REQUIREMENT: Everything from the line with "Specify the region" to the end of the data is to be retyped exactly, and nothing else.

◇ ◇ ◇ ◇ ◇

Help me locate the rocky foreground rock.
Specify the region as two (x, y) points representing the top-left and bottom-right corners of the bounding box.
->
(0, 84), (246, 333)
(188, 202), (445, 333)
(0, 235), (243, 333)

◇ ◇ ◇ ◇ ◇

EXERCISE RESULT:
Specify the region as two (x, y) points representing the top-left and bottom-right corners of the bounding box.
->
(0, 84), (246, 333)
(188, 202), (445, 333)
(0, 235), (243, 333)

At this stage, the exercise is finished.